Un supporter de Beji Caid Essebsi © Reuters

« L’exemple tunisien, meilleure parade à la crise migratoire »

Le Vif

La transition démocratique réussie en Tunisie représente la meilleure parade à la crise migratoire, a estimé jeudi la présidente du comité Nobel norvégien avant de remettre le prix de la paix à quatre acteurs de la société civile tunisienne.

« Nous vivons une époque de turbulences. En Afrique du Nord, au Moyen-Orient et en Europe, des millions de personnes fuient la guerre, l’oppression, la souffrance et la terreur », a dit Kaci Kullmann Five devant les représentants du quartette pour le dialogue national tunisien, primé cette année pour son rôle décisif dans la transition démocratique du pays maghrébin.

« Si chaque pays avait agi comme la Tunisie l’a fait et préparé le terrain au dialogue, à la tolérance, la démocratie et l’égalité des droits, bien moins de personnes auraient été forcées de fuir », a-t-elle ajouté. Selon le Haut-Commissariat de l’ONU pour les réfugiés (HCR), plus de 886.000 migrants, pour l’essentiel des réfugiés syriens, ont traversé la Méditerranée pour rejoindre l’Europe en 2015. Le flux a sensiblement ralenti en novembre en raison des conditions climatiques et de la lutte contre les passeurs en Turquie.

Composé du puissant syndicat UGTT, de l’organisation patronale Utica, de la Ligue tunisienne des droits de l’homme (LTDH) et de l’Ordre des avocats, le quartette a contribué à sauver la fragile démocratisation de la Tunisie en 2013 en organisant un long et difficile « dialogue national » entre islamistes du parti Ennahda et leurs opposants. « La Tunisie a montré au monde que des mouvements politiques islamistes et laïques peuvent négocier ensemble pour trouver des solutions dans les meilleurs intérêts du pays, s’ils en ont la volonté », a souligné Mme Kullmann Five.

Les lauréats du Nobel de la paix dénoncent le terrorisme, de Tunis à Paris

Le quartette pour le dialogue national tunisien a appelé la communauté internationale à faire « une priorité absolue » de la lutte contre le terrorisme qui frappe partout, de Tunis à Paris. « Aujourd’hui, nous avons grandement besoin d’un dialogue entre les civilisations et d’une coexistence pacifique dans le respect de la diversité et de la différence », a déclaré Houcine Abassi, secrétaire général du syndicat UGTT, une des composantes du quartette. « Aujourd’hui, nous avons besoin de faire de la lutte contre le terrorisme une priorité absolue », a-t-il dit. Dans un Hôtel de ville d’Oslo fleuri mais placé sous haute sécurité pour faire face à une éventuelle menace jihadiste, M. Abassi a dénoncé les « actes terroristes barbares et haineux » perpétrés ces derniers mois en Tunisie et à travers le monde, de Paris à Beyrouth et de Charm el-Sheikh à Bamako.

• **EXTRAITS DU MATÉRIEL**:
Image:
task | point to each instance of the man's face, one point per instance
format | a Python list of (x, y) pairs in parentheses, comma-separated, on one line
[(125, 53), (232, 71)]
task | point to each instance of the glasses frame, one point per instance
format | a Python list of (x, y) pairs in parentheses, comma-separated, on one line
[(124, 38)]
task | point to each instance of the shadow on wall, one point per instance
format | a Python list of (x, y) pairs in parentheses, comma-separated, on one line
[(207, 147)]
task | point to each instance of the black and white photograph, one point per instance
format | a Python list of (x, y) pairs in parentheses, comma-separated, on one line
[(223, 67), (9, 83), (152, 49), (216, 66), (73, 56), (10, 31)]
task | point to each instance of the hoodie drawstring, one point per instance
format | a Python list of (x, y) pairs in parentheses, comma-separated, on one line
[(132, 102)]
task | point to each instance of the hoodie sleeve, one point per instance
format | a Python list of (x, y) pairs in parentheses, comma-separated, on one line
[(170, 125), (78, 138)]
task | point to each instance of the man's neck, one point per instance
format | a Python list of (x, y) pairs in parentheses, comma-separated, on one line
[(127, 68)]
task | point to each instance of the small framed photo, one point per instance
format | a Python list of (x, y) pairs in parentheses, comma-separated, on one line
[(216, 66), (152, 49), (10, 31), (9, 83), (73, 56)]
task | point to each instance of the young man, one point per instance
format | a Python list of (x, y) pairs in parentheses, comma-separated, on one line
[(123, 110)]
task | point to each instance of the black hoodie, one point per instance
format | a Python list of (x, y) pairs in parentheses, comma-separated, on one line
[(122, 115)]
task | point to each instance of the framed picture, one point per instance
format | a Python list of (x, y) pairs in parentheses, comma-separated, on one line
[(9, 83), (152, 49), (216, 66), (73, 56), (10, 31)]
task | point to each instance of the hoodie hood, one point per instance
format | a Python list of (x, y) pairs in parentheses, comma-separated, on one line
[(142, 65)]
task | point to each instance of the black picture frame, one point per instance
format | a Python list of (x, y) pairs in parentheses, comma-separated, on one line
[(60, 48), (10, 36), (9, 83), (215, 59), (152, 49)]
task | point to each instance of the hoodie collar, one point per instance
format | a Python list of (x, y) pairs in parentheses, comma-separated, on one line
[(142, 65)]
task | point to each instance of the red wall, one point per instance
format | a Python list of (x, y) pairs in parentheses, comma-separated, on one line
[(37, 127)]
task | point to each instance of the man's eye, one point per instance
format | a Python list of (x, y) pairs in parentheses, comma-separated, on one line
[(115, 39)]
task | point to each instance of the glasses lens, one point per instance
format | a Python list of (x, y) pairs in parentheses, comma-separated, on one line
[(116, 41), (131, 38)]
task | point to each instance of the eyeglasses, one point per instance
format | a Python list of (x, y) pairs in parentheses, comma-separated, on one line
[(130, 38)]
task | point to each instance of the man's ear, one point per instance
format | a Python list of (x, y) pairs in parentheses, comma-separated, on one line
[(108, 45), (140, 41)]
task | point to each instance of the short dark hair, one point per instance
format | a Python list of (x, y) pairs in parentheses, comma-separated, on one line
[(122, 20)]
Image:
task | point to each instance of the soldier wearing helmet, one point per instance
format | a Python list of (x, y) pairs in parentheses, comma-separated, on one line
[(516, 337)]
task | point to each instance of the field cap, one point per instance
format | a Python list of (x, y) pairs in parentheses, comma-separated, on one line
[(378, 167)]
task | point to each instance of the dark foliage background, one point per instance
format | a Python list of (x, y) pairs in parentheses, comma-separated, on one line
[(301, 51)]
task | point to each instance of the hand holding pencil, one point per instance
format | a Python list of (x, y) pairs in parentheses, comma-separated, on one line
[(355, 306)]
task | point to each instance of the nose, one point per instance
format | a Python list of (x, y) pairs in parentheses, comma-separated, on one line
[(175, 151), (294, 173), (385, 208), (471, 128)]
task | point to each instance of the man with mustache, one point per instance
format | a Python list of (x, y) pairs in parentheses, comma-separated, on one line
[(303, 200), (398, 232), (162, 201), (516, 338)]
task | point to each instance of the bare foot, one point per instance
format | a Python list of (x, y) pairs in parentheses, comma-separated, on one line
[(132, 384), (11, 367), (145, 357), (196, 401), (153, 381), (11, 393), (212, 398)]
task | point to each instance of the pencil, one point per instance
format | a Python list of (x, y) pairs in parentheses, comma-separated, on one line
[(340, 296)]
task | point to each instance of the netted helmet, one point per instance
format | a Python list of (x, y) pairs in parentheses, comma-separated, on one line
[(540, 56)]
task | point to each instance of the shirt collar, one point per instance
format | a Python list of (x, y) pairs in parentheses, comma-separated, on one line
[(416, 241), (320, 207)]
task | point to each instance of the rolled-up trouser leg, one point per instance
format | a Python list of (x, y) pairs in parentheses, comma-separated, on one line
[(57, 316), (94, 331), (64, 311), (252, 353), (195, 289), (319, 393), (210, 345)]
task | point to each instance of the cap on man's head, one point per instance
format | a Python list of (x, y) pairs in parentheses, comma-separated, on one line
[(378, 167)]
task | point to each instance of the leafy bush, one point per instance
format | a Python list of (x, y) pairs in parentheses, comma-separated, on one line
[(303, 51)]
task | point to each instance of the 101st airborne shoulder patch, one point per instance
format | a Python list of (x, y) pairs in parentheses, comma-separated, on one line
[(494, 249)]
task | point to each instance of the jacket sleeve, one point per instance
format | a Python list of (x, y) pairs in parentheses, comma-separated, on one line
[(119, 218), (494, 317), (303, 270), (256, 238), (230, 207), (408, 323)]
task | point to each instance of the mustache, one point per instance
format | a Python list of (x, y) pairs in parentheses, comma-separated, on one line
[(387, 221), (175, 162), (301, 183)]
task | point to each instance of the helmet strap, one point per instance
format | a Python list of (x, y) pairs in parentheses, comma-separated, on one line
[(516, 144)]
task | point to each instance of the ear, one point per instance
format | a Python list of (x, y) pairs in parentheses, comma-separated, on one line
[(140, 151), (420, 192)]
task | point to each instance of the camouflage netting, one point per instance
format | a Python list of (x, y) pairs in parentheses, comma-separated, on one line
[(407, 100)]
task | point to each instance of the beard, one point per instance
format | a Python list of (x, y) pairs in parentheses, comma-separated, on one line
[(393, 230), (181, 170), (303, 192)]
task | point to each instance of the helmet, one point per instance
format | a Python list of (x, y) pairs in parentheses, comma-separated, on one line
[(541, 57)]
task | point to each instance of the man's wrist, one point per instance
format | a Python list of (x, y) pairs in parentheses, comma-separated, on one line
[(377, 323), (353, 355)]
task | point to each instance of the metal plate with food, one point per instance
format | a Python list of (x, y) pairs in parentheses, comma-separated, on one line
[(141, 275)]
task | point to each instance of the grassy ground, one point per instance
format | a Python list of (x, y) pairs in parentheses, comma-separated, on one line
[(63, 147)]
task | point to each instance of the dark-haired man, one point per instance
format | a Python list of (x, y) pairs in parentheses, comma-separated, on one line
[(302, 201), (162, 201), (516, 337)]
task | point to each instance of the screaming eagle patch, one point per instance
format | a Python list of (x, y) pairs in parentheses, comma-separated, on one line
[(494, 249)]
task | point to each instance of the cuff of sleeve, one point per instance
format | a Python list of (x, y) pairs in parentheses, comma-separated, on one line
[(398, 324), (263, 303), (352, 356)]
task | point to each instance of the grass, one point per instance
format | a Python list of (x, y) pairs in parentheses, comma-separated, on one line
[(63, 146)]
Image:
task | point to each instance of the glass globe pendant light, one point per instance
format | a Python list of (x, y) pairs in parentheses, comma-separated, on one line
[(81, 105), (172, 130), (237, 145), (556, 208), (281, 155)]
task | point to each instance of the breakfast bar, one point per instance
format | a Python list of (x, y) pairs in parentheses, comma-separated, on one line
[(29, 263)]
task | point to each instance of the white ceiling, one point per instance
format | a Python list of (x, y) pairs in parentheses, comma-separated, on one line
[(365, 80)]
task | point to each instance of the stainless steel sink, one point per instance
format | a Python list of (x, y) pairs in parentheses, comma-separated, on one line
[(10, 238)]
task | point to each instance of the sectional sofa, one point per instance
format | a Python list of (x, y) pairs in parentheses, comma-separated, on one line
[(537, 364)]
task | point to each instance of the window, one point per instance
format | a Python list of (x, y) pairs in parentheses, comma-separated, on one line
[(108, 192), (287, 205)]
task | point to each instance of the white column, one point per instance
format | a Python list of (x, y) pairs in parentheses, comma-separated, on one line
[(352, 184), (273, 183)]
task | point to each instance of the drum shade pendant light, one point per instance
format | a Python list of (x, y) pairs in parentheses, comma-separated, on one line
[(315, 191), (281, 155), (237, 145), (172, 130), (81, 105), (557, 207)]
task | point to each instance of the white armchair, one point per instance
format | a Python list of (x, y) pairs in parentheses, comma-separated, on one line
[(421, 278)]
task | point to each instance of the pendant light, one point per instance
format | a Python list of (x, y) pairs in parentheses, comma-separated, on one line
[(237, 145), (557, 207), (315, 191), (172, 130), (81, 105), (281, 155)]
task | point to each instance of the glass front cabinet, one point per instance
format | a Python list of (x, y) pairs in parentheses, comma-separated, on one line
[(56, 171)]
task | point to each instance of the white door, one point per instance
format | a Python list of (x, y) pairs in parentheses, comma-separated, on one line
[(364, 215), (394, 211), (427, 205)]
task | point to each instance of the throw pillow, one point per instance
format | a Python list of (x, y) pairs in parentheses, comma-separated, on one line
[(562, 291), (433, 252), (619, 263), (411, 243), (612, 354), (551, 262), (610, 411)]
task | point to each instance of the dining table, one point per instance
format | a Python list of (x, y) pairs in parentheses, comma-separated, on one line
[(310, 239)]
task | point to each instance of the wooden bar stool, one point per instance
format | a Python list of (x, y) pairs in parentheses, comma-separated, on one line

• **TRAVAIL À FAIRE**:
a - Énumérez, s'il vous plaît, les composantes du quartette pour le dialogue national tunisien citées dans l'article sur le Nobel de la paix tunisien.
b - Réécrivez l'extrait de l'article sur le Nobel de la paix tunisien qui va de « Un supporter de » jusqu'à « du pays maghrébin. » inclus, en remplaçant « turbulences » par « bouleversements ».

• **RÉPONSES PAR CONSIGNE**:
a -
- le syndicat UGTT
- l'organisation patronale Utica
- la Ligue tunisienne des droits de l'homme (LTDH)
- l'Ordre des avocats

b -
Un supporter de Beji Caid Essebsi © Reuters

« L’exemple tunisien, meilleure parade à la crise migratoire »

Le Vif

La transition démocratique réussie en Tunisie représente la meilleure parade à la crise migratoire, a estimé jeudi la présidente du comité Nobel norvégien avant de remettre le prix de la paix à quatre acteurs de la société civile tunisienne.

« Nous vivons une époque de bouleversements. En Afrique du Nord, au Moyen-Orient et en Europe, des millions de personnes fuient la guerre, l’oppression, la souffrance et la terreur », a dit Kaci Kullmann Five devant les représentants du quartette pour le dialogue national tunisien, primé cette année pour son rôle décisif dans la transition démocratique du pays maghrébin.